EXERCISE DETAILS: Nothing should be left out: output all of the entries exactly.

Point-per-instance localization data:
##############################
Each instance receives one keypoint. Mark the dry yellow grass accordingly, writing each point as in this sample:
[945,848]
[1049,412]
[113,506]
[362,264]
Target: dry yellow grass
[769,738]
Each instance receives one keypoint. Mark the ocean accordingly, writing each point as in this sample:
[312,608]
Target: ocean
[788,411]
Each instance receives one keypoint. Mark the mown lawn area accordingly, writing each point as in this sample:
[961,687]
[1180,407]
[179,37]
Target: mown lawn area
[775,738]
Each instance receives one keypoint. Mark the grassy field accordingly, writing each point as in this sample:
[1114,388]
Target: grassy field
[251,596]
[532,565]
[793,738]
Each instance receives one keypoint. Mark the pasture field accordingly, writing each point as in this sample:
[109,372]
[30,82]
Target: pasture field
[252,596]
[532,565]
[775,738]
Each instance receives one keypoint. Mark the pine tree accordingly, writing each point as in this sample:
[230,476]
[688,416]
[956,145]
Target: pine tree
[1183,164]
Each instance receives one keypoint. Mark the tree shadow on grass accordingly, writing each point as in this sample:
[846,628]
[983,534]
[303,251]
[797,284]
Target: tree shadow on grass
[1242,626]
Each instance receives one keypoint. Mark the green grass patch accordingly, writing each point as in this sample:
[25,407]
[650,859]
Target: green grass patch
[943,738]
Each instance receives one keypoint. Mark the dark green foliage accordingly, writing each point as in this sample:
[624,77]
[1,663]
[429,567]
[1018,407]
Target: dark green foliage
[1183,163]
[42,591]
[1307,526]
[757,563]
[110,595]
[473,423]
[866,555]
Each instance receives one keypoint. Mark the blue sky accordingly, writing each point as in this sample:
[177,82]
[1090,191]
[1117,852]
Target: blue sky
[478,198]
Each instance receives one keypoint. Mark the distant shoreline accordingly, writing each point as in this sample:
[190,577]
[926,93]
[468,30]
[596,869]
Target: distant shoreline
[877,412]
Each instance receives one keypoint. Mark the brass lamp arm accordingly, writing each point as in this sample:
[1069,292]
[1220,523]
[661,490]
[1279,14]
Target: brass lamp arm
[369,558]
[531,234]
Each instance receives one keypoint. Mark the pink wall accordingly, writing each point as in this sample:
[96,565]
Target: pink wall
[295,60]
##############################
WRITTEN RESPONSE:
Each instance receives one keypoint. Mark the dry yellow grass accordingly, writing each point as in this sample:
[945,848]
[1049,412]
[113,506]
[362,264]
Target: dry yellow grass
[769,738]
Each instance receives one keypoint. Mark the ocean accordingly, writing each point as in this sample:
[312,608]
Target: ocean
[788,411]
Each instance receives one keypoint. Mark the mown lawn area accordingly, writing each point as in this sample:
[961,687]
[1180,407]
[179,37]
Target: mown lawn area
[775,738]
Each instance receives one keypoint. Mark the grassy field accordingly, writing each point as in this sample:
[1114,388]
Target: grassy field
[251,596]
[532,565]
[793,738]
Each instance receives one keypoint. Mark the pasture field accordingly, writing each point as in this sample:
[109,372]
[30,82]
Target: pasture field
[252,596]
[532,565]
[775,738]
Each instance receives one keypoint. Mark the pine tree accordingly, writing each point as in this sample:
[230,476]
[688,416]
[956,145]
Target: pine tree
[1183,164]
Each instance receives one keypoint. Mark the tree shadow on grass accordingly, writing each point as in this sample:
[846,628]
[983,534]
[303,251]
[797,284]
Target: tree shadow on grass
[1242,626]
Each instance receives one keypoint. Mark the green grass patch accordingly, writing each point as in this sample:
[25,407]
[650,859]
Target: green grass patch
[943,738]
Each instance receives one keypoint. Mark the dark green foliage accordingly, writing each point as in this sample:
[624,77]
[1,663]
[429,567]
[1018,407]
Target: dark green foliage
[1183,163]
[42,591]
[1307,526]
[757,563]
[110,595]
[473,423]
[866,555]
Each instance receives one keypoint. Mark the blue sky accordingly, writing each point as in this sample:
[177,82]
[1090,191]
[1117,852]
Target: blue sky
[478,198]
Each instance receives one keypoint. Mark the distant shoreline accordingly, writing each point as in this sample:
[190,577]
[926,93]
[468,30]
[596,869]
Target: distant shoreline
[877,412]
Each instance receives one keypoint. Mark the brass lamp arm accordingly, writing each point as in this sample:
[1069,292]
[1220,523]
[661,490]
[1279,14]
Target: brass lamp arm
[369,558]
[531,234]
Each instance receives one keypoint. Mark the pink wall accordingly, writing each point as in this sample:
[96,565]
Target: pink wall
[295,60]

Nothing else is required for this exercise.